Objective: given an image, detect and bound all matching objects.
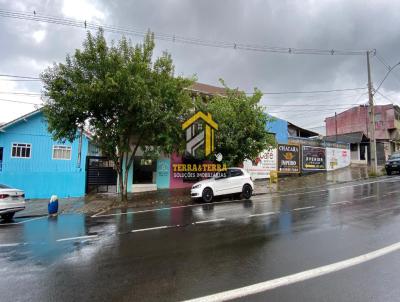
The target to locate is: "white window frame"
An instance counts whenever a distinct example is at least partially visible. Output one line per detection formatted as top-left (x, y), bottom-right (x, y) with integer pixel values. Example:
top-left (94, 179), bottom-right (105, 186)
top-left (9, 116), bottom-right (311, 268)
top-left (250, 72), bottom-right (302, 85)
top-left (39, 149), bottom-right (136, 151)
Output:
top-left (11, 143), bottom-right (32, 159)
top-left (51, 145), bottom-right (72, 160)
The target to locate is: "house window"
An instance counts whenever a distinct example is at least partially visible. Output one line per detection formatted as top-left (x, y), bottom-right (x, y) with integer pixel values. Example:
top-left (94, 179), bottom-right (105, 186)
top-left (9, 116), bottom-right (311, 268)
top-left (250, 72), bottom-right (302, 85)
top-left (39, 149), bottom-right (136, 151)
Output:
top-left (53, 145), bottom-right (71, 160)
top-left (11, 144), bottom-right (32, 158)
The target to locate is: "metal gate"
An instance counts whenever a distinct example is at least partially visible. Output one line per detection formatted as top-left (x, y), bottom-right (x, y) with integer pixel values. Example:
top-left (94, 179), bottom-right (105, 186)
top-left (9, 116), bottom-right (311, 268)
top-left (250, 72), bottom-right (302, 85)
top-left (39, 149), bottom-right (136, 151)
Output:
top-left (86, 156), bottom-right (118, 193)
top-left (376, 142), bottom-right (386, 166)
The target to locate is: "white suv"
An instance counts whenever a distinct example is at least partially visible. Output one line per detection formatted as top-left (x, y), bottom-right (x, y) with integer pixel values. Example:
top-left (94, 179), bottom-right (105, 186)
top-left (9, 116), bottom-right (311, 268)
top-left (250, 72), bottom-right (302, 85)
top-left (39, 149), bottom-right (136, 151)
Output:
top-left (190, 168), bottom-right (254, 202)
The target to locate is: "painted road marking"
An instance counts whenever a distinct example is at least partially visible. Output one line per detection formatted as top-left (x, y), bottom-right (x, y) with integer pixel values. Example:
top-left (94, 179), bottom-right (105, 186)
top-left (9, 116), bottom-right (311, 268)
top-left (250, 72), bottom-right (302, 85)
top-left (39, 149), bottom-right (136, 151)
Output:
top-left (292, 206), bottom-right (315, 211)
top-left (249, 212), bottom-right (279, 217)
top-left (182, 242), bottom-right (400, 302)
top-left (91, 176), bottom-right (400, 218)
top-left (355, 195), bottom-right (383, 200)
top-left (0, 243), bottom-right (25, 247)
top-left (330, 200), bottom-right (351, 206)
top-left (91, 199), bottom-right (240, 218)
top-left (0, 216), bottom-right (48, 226)
top-left (386, 190), bottom-right (400, 194)
top-left (131, 225), bottom-right (170, 233)
top-left (57, 235), bottom-right (98, 242)
top-left (192, 218), bottom-right (226, 224)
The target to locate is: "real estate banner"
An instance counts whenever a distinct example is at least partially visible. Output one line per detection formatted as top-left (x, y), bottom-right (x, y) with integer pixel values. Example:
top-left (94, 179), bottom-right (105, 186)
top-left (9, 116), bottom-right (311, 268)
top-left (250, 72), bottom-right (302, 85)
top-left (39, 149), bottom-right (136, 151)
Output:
top-left (302, 146), bottom-right (326, 170)
top-left (278, 144), bottom-right (300, 173)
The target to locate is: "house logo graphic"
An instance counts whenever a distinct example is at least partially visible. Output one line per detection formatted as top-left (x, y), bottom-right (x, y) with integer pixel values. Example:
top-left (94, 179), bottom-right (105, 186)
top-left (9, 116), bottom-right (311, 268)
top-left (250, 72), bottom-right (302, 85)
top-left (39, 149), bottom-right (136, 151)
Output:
top-left (182, 111), bottom-right (218, 157)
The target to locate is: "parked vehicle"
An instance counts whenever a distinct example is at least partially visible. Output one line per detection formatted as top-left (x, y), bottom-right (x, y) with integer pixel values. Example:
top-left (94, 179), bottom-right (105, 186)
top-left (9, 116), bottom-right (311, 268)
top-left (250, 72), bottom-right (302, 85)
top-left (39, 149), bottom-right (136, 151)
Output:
top-left (385, 153), bottom-right (400, 175)
top-left (191, 168), bottom-right (254, 202)
top-left (0, 184), bottom-right (25, 220)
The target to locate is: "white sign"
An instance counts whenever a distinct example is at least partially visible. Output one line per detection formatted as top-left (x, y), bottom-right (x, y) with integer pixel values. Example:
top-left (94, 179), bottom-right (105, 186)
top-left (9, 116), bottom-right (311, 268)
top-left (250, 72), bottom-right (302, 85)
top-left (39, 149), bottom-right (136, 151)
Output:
top-left (243, 149), bottom-right (277, 179)
top-left (326, 148), bottom-right (351, 171)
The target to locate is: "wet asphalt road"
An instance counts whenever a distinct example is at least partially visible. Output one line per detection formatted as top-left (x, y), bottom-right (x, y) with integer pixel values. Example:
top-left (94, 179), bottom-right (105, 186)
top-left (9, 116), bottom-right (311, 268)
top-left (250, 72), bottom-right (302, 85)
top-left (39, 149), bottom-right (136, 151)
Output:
top-left (0, 176), bottom-right (400, 301)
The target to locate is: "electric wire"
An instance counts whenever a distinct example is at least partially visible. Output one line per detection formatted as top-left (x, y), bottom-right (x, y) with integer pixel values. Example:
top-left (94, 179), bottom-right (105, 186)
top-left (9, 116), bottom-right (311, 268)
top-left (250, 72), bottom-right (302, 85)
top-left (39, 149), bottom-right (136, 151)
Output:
top-left (0, 9), bottom-right (368, 56)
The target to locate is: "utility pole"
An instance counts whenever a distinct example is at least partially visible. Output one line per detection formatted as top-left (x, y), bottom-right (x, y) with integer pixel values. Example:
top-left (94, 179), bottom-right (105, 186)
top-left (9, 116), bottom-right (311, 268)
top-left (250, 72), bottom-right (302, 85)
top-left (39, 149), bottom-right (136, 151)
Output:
top-left (335, 112), bottom-right (337, 143)
top-left (367, 50), bottom-right (378, 174)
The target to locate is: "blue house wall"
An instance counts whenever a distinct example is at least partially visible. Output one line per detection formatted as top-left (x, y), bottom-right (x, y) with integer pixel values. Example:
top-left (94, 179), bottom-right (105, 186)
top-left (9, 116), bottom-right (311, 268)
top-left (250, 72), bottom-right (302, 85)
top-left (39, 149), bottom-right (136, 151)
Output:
top-left (265, 116), bottom-right (288, 144)
top-left (0, 111), bottom-right (89, 199)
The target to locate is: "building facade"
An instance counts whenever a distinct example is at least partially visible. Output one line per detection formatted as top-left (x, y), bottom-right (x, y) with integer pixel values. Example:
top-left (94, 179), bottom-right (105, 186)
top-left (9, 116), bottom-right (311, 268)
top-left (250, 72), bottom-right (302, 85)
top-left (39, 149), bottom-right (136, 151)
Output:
top-left (0, 110), bottom-right (95, 199)
top-left (325, 104), bottom-right (400, 165)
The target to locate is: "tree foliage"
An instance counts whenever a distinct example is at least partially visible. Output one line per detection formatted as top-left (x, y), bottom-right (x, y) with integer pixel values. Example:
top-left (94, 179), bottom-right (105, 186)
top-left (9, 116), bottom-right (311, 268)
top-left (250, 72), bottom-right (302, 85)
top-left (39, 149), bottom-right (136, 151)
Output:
top-left (41, 30), bottom-right (192, 200)
top-left (196, 80), bottom-right (275, 166)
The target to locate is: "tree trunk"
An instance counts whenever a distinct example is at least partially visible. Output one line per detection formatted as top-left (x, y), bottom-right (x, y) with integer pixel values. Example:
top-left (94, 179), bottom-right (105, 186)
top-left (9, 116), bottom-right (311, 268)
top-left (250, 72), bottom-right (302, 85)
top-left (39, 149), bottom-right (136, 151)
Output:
top-left (121, 166), bottom-right (130, 202)
top-left (118, 170), bottom-right (128, 202)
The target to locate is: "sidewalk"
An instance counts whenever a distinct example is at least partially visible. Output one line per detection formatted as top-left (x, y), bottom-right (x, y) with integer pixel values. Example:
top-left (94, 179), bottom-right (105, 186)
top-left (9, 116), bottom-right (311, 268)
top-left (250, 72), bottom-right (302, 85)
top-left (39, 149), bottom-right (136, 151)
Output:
top-left (16, 166), bottom-right (368, 217)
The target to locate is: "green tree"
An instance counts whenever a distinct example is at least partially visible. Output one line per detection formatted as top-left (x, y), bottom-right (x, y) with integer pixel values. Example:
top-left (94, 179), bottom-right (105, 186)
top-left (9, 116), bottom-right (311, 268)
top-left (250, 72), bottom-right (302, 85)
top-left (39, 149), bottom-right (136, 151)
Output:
top-left (41, 29), bottom-right (193, 201)
top-left (196, 80), bottom-right (276, 166)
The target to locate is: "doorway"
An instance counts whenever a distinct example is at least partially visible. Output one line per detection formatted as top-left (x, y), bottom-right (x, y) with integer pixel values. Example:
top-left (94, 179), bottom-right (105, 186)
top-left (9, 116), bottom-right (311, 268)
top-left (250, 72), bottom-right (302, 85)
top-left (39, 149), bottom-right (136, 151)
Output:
top-left (133, 156), bottom-right (157, 184)
top-left (0, 147), bottom-right (3, 172)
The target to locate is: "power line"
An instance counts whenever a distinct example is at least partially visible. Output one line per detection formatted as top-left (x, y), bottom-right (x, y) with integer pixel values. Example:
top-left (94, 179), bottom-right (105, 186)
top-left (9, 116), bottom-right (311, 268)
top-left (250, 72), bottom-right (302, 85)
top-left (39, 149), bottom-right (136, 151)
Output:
top-left (0, 78), bottom-right (39, 83)
top-left (0, 91), bottom-right (41, 96)
top-left (263, 103), bottom-right (363, 109)
top-left (252, 87), bottom-right (367, 95)
top-left (0, 74), bottom-right (40, 81)
top-left (0, 9), bottom-right (367, 56)
top-left (0, 99), bottom-right (41, 106)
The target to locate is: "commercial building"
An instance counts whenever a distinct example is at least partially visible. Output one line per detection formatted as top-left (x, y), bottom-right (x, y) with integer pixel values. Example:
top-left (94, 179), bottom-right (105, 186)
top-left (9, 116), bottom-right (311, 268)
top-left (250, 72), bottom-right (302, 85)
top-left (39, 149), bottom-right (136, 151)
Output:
top-left (325, 104), bottom-right (400, 165)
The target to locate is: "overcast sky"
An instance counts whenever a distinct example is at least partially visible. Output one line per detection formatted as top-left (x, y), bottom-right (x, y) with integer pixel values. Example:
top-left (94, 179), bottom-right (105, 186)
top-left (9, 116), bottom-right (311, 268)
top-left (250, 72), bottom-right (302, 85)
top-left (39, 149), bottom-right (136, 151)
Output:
top-left (0, 0), bottom-right (400, 130)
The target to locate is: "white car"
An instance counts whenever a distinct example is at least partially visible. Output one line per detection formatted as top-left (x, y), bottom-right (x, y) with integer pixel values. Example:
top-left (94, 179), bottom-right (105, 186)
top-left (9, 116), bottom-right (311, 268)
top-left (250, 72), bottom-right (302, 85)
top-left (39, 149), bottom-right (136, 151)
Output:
top-left (0, 184), bottom-right (25, 220)
top-left (190, 168), bottom-right (254, 202)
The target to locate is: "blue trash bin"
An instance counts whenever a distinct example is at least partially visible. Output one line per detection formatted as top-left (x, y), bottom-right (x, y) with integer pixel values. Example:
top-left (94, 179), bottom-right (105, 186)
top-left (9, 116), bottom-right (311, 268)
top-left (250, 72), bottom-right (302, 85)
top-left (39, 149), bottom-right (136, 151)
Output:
top-left (47, 195), bottom-right (58, 215)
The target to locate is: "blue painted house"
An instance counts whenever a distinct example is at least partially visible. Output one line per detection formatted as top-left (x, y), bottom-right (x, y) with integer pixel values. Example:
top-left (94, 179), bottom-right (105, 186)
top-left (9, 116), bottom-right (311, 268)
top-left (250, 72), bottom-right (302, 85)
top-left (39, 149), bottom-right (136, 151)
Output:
top-left (0, 110), bottom-right (95, 199)
top-left (265, 116), bottom-right (289, 144)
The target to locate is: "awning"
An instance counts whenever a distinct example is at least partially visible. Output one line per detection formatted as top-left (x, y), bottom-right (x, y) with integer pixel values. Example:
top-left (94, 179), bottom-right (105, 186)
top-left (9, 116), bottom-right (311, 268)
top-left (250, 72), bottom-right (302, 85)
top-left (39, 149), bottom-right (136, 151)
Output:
top-left (324, 132), bottom-right (369, 144)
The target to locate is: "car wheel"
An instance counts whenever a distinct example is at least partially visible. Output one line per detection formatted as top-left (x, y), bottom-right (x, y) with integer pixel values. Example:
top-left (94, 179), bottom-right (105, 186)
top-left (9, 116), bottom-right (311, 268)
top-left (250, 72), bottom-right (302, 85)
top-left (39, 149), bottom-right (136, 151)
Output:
top-left (1, 213), bottom-right (15, 221)
top-left (242, 184), bottom-right (253, 199)
top-left (201, 188), bottom-right (214, 202)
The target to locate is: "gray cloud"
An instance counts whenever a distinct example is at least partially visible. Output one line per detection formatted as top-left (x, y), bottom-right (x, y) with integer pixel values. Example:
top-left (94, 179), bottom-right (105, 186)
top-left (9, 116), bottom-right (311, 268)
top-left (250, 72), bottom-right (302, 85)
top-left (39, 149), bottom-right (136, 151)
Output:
top-left (0, 0), bottom-right (400, 132)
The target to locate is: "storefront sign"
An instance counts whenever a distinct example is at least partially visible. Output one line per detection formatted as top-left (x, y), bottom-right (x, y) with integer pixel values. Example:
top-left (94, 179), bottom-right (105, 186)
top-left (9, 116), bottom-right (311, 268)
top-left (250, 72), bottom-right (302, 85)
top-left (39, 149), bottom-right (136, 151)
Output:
top-left (326, 148), bottom-right (351, 171)
top-left (278, 144), bottom-right (300, 173)
top-left (302, 146), bottom-right (326, 170)
top-left (243, 149), bottom-right (277, 179)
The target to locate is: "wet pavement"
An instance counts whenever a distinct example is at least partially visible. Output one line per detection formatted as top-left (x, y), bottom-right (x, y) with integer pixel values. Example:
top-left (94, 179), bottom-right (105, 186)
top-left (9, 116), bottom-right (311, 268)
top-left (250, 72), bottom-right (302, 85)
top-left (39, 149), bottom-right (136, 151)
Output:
top-left (0, 176), bottom-right (400, 301)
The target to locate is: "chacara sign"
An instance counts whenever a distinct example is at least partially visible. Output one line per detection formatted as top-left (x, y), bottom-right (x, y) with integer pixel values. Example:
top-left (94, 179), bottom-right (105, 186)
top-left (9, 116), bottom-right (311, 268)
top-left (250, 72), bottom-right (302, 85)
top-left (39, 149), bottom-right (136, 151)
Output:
top-left (278, 144), bottom-right (300, 173)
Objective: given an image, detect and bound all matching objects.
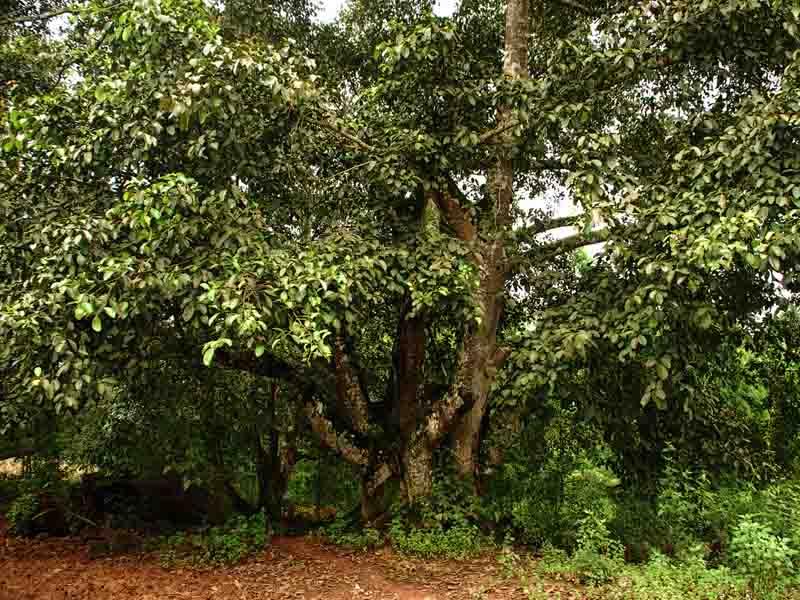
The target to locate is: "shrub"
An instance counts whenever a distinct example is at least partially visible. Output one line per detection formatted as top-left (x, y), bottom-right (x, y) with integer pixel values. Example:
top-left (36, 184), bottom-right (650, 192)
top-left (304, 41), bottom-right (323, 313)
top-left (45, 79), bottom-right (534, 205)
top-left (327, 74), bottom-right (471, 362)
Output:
top-left (320, 519), bottom-right (384, 550)
top-left (389, 475), bottom-right (486, 558)
top-left (7, 493), bottom-right (39, 535)
top-left (731, 515), bottom-right (796, 599)
top-left (160, 512), bottom-right (269, 564)
top-left (572, 511), bottom-right (624, 585)
top-left (389, 518), bottom-right (484, 558)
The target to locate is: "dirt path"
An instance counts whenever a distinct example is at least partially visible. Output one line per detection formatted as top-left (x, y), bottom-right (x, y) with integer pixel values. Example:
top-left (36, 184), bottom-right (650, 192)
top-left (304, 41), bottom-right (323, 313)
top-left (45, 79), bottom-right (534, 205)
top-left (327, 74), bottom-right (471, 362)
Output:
top-left (0, 531), bottom-right (566, 600)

****************************************

- _WHAT YOU NEED TO DO_: Reproduce the material from its first line through the line containing "top-left (376, 142), bottom-right (386, 166)", putting "iron gate" in place of "metal gate" and keeping everything else as it stands. Leave the pictures out of your answer.

- _RESPONSE TO THE TASK_:
Objective: given an image, detect and bound all matching objects.
The target to locate is: "white window frame"
An instance counts whenever a distinct example is at least partially visible. Output one line per detection formatted as top-left (x, y), bottom-right (x, y) with integer pixel values. Example:
top-left (94, 179), bottom-right (105, 186)
top-left (9, 116), bottom-right (311, 268)
top-left (250, 72), bottom-right (302, 85)
top-left (39, 149), bottom-right (136, 151)
Output:
top-left (11, 143), bottom-right (32, 159)
top-left (51, 145), bottom-right (72, 160)
The target to locate is: "house window"
An instance counts whenever a distinct example is at least partially visible. Output one line per detection formatted as top-left (x, y), bottom-right (x, y) with integer pixel values. Example:
top-left (94, 179), bottom-right (105, 186)
top-left (9, 116), bottom-right (311, 268)
top-left (250, 72), bottom-right (302, 85)
top-left (39, 149), bottom-right (136, 151)
Output:
top-left (53, 145), bottom-right (71, 160)
top-left (11, 144), bottom-right (32, 158)
The target to locate is: "iron gate"
An instance counts whenever a distinct example is at least partially visible. Output one line per detection formatted as top-left (x, y), bottom-right (x, y) with integer pixel values. Example:
top-left (94, 179), bottom-right (105, 186)
top-left (9, 116), bottom-right (311, 268)
top-left (250, 72), bottom-right (302, 85)
top-left (39, 149), bottom-right (136, 151)
Output:
top-left (86, 156), bottom-right (118, 193)
top-left (376, 142), bottom-right (386, 166)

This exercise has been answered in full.